---------- Text to read ----------

Install the HepSim software toolkit using the “bash” shell on Linux/Mac:
bash # set bash if you haven't done this before wget https://atlaswww.hep.anl.gov/hepsim/soft/hs-toolkit.tgz -O - | tar -xz; source hs-toolkit/setup.sh
This creates the directory “hs-toolkit” with HepSim commands. You can also download it as hs-toolkit.tgz. Note that Java 8 and above should be installed. You can view the commands using the bash shell by typing :
bash> hs-help
The directory contains several bash scripts for Linux/Mac, and Windows batch (BAT) files to process events on Windows OS. The package is used for download, view and analyze truth-level events in the PROMC or PROIO format.
Let us show how to find the files associated with a given Monte Carlo event sample. Go to HepSim database and find the “Files” column. It shows URL of truth-level files (“EVGEN”), i.e. files directly created by event generators.
You can use the command line tool to list files associated with a dataset as:
hs-ls [name]
where [name] is the dataset name. One can also use the URL of the Info page instead, or the URL of the location of all files. This command shows a table with file names.

----------

**Problem statement**
Answer these from the HepSim toolkit page:
(a) Which Java version should be installed?
(b) In what formats are the truth-level events the package handles?
(c) What command lists the files associated with a dataset?

---------- Recorded information ----------

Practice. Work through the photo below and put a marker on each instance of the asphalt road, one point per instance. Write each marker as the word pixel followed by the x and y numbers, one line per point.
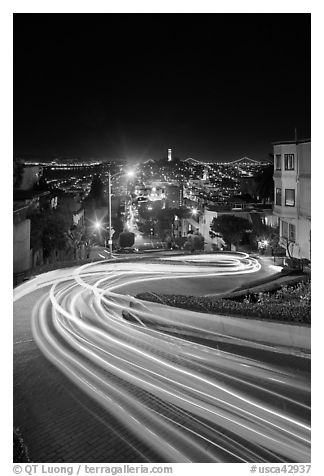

----------

**Expected output**
(a) Java 8 and above
(b) PROMC or PROIO
(c) hs-ls [name]